■ **REQUIREMENTS**
Give the entries again exactly, every one of them.

Dataset excerpt:
▼▼▼
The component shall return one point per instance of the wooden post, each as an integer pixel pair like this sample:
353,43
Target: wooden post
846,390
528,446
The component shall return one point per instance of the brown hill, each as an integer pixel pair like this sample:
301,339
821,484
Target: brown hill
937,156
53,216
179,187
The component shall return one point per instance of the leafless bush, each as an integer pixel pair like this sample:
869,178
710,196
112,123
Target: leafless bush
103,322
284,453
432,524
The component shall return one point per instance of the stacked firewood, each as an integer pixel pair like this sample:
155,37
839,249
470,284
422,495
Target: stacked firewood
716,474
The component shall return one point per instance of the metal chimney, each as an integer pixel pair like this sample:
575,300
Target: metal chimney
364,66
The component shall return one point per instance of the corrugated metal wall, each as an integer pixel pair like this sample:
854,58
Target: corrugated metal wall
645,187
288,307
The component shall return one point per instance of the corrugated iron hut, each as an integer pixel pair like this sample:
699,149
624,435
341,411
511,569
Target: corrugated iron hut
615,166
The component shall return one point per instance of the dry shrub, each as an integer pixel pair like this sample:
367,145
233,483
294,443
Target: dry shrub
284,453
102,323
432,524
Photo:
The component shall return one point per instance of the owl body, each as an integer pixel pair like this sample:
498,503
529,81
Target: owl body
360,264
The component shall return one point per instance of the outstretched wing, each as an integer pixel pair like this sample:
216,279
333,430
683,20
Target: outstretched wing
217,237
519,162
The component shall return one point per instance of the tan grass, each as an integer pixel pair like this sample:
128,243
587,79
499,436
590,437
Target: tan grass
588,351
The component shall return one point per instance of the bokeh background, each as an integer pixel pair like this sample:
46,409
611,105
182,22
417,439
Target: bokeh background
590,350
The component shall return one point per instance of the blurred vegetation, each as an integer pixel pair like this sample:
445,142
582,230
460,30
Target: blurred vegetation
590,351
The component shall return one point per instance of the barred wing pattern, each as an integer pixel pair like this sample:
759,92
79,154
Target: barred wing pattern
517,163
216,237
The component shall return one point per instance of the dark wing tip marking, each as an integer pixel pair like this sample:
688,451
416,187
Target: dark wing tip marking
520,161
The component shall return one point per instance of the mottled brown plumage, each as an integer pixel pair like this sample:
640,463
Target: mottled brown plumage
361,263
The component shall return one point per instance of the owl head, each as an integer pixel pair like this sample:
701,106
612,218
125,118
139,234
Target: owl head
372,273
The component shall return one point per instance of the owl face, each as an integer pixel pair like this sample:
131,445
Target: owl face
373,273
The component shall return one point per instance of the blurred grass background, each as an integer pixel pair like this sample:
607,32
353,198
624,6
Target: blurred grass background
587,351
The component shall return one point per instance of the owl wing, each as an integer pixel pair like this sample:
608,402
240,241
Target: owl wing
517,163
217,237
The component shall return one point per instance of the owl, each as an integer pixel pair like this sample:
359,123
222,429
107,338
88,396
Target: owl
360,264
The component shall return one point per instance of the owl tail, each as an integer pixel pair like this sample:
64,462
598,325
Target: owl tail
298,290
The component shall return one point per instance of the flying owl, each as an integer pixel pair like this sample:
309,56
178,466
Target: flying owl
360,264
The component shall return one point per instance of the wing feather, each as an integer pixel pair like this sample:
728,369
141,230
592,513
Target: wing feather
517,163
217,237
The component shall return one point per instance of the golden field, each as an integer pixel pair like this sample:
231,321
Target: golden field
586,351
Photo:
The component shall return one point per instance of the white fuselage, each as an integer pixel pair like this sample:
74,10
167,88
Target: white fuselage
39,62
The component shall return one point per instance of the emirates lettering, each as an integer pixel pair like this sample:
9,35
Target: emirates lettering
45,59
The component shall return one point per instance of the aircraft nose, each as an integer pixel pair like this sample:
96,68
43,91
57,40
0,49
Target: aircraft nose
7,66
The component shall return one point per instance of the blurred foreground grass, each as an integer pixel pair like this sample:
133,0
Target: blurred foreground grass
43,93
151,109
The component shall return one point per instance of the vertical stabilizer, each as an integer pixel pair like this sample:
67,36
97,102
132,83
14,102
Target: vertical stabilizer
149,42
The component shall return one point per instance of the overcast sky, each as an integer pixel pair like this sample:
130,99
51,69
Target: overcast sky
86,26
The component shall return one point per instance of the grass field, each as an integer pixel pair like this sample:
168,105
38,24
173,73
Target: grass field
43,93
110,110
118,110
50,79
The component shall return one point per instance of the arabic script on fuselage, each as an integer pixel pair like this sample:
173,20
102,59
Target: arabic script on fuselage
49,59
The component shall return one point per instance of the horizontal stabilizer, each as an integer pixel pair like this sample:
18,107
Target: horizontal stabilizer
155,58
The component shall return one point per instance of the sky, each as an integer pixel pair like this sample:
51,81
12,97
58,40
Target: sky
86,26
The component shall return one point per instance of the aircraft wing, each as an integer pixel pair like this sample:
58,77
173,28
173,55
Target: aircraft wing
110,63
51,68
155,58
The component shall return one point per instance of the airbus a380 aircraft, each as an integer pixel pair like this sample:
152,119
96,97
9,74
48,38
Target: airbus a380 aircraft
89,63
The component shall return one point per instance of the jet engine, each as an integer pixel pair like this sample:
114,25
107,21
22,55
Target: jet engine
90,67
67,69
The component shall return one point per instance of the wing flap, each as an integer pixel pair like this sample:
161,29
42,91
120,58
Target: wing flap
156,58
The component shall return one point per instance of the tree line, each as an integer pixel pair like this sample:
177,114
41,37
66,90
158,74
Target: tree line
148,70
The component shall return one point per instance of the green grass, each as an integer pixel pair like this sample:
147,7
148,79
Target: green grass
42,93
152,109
▲▲▲
■ **ANSWER FOR THIS EXERCISE**
The component shall return one point per instance of the wooden post, each as an integer pixel pair like this sample:
353,43
Target: wooden post
846,390
528,446
The component shall return one point per instance of the brown hill, each as an integer pixel pair like this sample:
301,339
821,484
Target: brown hill
937,156
53,216
179,187
The component shall return one point per instance of the leafless bush, each as an integer pixel pair like this sample:
869,178
710,196
112,123
Target: leafless bush
103,322
284,453
432,524
The component shall return one point per instance of the stacked firewood, each as an integer pixel pair like this sample:
155,37
839,249
470,284
422,495
Target: stacked firewood
716,474
The component shall return one point per instance of the metal chimney, each as an integer pixel pair like this sample:
575,300
Target: metal chimney
364,66
The component shall return one point per instance of the corrugated metal wall, each as an integer pixel pair like this sample:
854,58
Target: corrugated metal wall
645,187
288,307
The component shall return one point per instance of the corrugated iron hut, each as an integer pixel pair like this sample:
699,149
624,435
341,411
511,569
Target: corrugated iron hut
615,166
The component shall return one point per instance of the dry shrub, each as an integer pixel pair like this sample:
367,145
233,483
294,443
Target: dry shrub
284,453
102,323
432,524
Photo:
The component shall return one point per instance of the owl body, each as an integer pixel pair like this sample:
498,503
529,81
Target: owl body
360,264
The component shall return one point per instance of the outstretched wing, each as an integer pixel pair like this sample:
216,279
333,430
683,20
Target: outstretched wing
217,237
519,162
The component shall return one point per instance of the tan grass, each as an integer pixel pair like this sample:
128,243
587,79
499,436
590,437
Target: tan grass
588,351
The component shall return one point per instance of the bokeh background, each as an integer pixel pair like this sample:
46,409
611,105
182,22
417,439
Target: bokeh background
590,350
The component shall return one point per instance of the blurred vegetation, each as an integer pixel pair like this sample:
445,142
582,230
460,30
Target: blurred vegetation
590,351
The component shall return one point per instance of the barred wing pattern, each as an integer pixel pair like this sample:
759,92
79,154
Target: barred wing pattern
517,163
216,237
The component shall return one point per instance of the dark wing tip marking, each as an integer pixel pair like this sample:
688,451
416,187
Target: dark wing tip marking
520,161
The component shall return one point per instance of the mottled brown plumage, each as an integer pixel pair like this sample:
640,463
Target: mottled brown plumage
361,263
The component shall return one point per instance of the owl head, each as an integer pixel pair like this sample:
701,106
612,218
125,118
139,234
Target: owl head
372,273
The component shall return one point per instance of the owl face, each as an integer pixel pair like this sample:
131,445
Target: owl face
373,273
The component shall return one point per instance of the blurred grass background, each as an integer pixel pair like this sample:
607,32
353,198
624,6
Target: blurred grass background
587,351
The component shall return one point per instance of the owl wing, each as an integer pixel pair like this sample:
608,402
240,241
Target: owl wing
517,163
217,237
The component shall return one point per instance of the owl, each as an integer pixel pair like this sample:
359,123
222,429
107,338
88,396
Target: owl
360,264
The component shall return one point per instance of the owl tail, each as an integer pixel pair like this sample:
64,462
598,325
Target: owl tail
298,290
The component shall return one point per instance of the flying owl, each as an integer pixel pair like this sample:
309,56
178,466
Target: flying owl
360,264
The component shall return one point per instance of the wing feather, each as an integer pixel pair like this sample:
728,369
141,230
592,513
Target: wing feather
517,163
217,237
The component shall return one point per instance of the golden field, each as an integer pixel pair like this sample:
231,321
Target: golden field
586,351
Photo:
The component shall return one point per instance of the white fuselage, each as an integer pixel pair like this sample:
74,10
167,88
Target: white fuselage
39,62
The component shall return one point per instance of the emirates lettering, each as an integer pixel pair like this sample:
9,35
Target: emirates lettering
45,59
The component shall return one point per instance of the aircraft nose, each as an integer pixel pair like this sample:
96,68
43,91
57,40
0,49
Target: aircraft nose
7,66
The component shall return one point per instance of the blurred foreground grass, each as an integer pixel pair like this sample:
133,0
Target: blurred foreground grass
43,93
151,109
The component shall return one point per instance of the vertical stabilizer, each as an integer pixel pair like this sample:
67,36
97,102
132,83
14,102
Target: vertical stabilizer
149,42
The component shall return one point per instance of the overcast sky, each as an integer pixel pair like this sample:
130,99
51,69
Target: overcast sky
86,26
The component shall return one point per instance of the grass field, each as an integer pixel pair like this sample:
168,105
38,24
173,73
Target: grass field
43,93
110,110
118,110
50,79
The component shall return one point per instance of the arabic script on fuselage, each as an integer pixel pair like this sample:
173,20
102,59
Target: arabic script on fuselage
49,59
The component shall return one point per instance of the horizontal stabilizer, each as an integer pixel pair like this sample:
18,107
Target: horizontal stabilizer
155,58
The component shall return one point per instance of the sky, each as an integer pixel pair like this sample:
51,81
12,97
58,40
Target: sky
86,26
The component shall return one point per instance of the aircraft wing, each as an integer pixel pair like this sample:
58,77
173,28
173,55
Target: aircraft wing
110,63
51,68
155,58
The component shall return one point per instance of the airbus a380 aircraft, each as an integer pixel pair like this sample:
152,119
96,97
9,74
48,38
Target: airbus a380 aircraft
89,63
The component shall return one point per instance of the jet engine, each as an integer pixel pair like this sample:
114,25
107,21
22,55
Target: jet engine
90,67
67,69
The component shall return one point per instance of the wing flap, each as an integer pixel pair like this sample:
161,29
42,91
120,58
Target: wing flap
156,58
The component shall return one point per instance of the tree line, each as an integer pixel pair like this sample:
177,114
41,37
66,90
158,74
Target: tree line
148,70
The component shall return one point per instance of the green grass, each as an integer pixel pair like this sample:
147,7
148,79
Target: green grass
42,93
152,109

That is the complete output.